### Page excerpt
Before running partitioning codes, data preprocessing is applied to normalize the adjacency matrix and to produce config files indicating how many features and layers are needed.
python GrB-GNN-IDG.py -i {PATH-TO-FILE} -f {nfeatures} -l {nlayers}
Parameters:
{PATH-TO-FILE} should point to a graph in matrix market format. Datasets in the paper are available through https://sparse.tamu.edu/
-f {nfeatures} : number of features per layer
-l {nlayers} : number of layers
This code produces. *.A.mtx, *.H.mtx, *.Y.mtx and config files.
The input matrix partitioning code for parallel GCN training algorithm. The code uses patoh and metis partitioning libraries. Modify INC_DIR and LIB_DIR to point appropriate locations in makefile.
To compile the partitioning code just use the command:
make
To run Hypergraph Partitioning:
./gcnhgp -a {Par_A} -h {Par_H} -o {Par_O} -k {k} -f {nfeatures} -l {nlayers}
To run Graph Partitioning:
./gcngp -a {Par_A} -h {Par_H} -o {Par_O} -k {k} -f {nfeatures} -l {nlayers}
Parameters:
-a {Par_A} : path to adjacency matrix
-h {Par_H} : path to input vertex features
-o {Par_O} : output folder for partitioned matrices
-k {k} : number of partitions
-f {nfeatures} : number of features per layer
-l {nlayers} : number of layers
The code requires SuiteSparse:GraphBLAS (https://github.com/DrTimothyAldenDavis/GraphBLAS) and MPI libraries. Modify INC_DIR and LIB_DIR variables in the makefile to point correct locations.
To compile the code just run the command:
make
To run the executable:
mpirun -n {nprocs} grbgcn -p {DATA_PATH} -c {CONFIG_PATH} -t {nthreads}
Parameters:
-n {nprocs} : number of MPI processes
-p {DATA_PATH} : path to folde that contains
-c {CONFIG_PATH} : *.A.mtx, *.H.mtx, *.Y.mtx and config files.
-t {nthreads} : number of threads per MPI process
GPU folder stores PyTorch implementation (with NCCL backend) of the proposed parallel training algorithm.

### Material provided
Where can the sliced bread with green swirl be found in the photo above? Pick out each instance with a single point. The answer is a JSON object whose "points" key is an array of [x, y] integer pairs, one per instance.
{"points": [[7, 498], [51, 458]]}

### Problems to work on
a – For each statement below, say whether it agrees with the GCN setup instructions. Answer yes or no and quote the deciding words. (i) The partitioning code relies on the patoh and metis libraries. (ii) The -k option of the partitioning executables sets the number of layers. (iii) The GPU folder holds a PyTorch implementation that uses an NCCL backend.
b – Copy the GCN setup instructions from "Before running partitioning" to "locations in makefile." without changing anything.
The data play no part in what follows.

### Responses by task
a –
(i) Yes: "The code uses patoh and metis partitioning libraries."
(ii) No: "-k {k} : number of partitions"
(iii) Yes: "GPU folder stores PyTorch implementation (with NCCL backend) of the proposed parallel training algorithm."

b –
Before running partitioning codes, data preprocessing is applied to normalize the adjacency matrix and to produce config files indicating how many features and layers are needed.
python GrB-GNN-IDG.py -i {PATH-TO-FILE} -f {nfeatures} -l {nlayers}
Parameters:
{PATH-TO-FILE} should point to a graph in matrix market format. Datasets in the paper are available through https://sparse.tamu.edu/
-f {nfeatures} : number of features per layer
-l {nlayers} : number of layers
This code produces. *.A.mtx, *.H.mtx, *.Y.mtx and config files.
The input matrix partitioning code for parallel GCN training algorithm. The code uses patoh and metis partitioning libraries. Modify INC_DIR and LIB_DIR to point appropriate locations in makefile.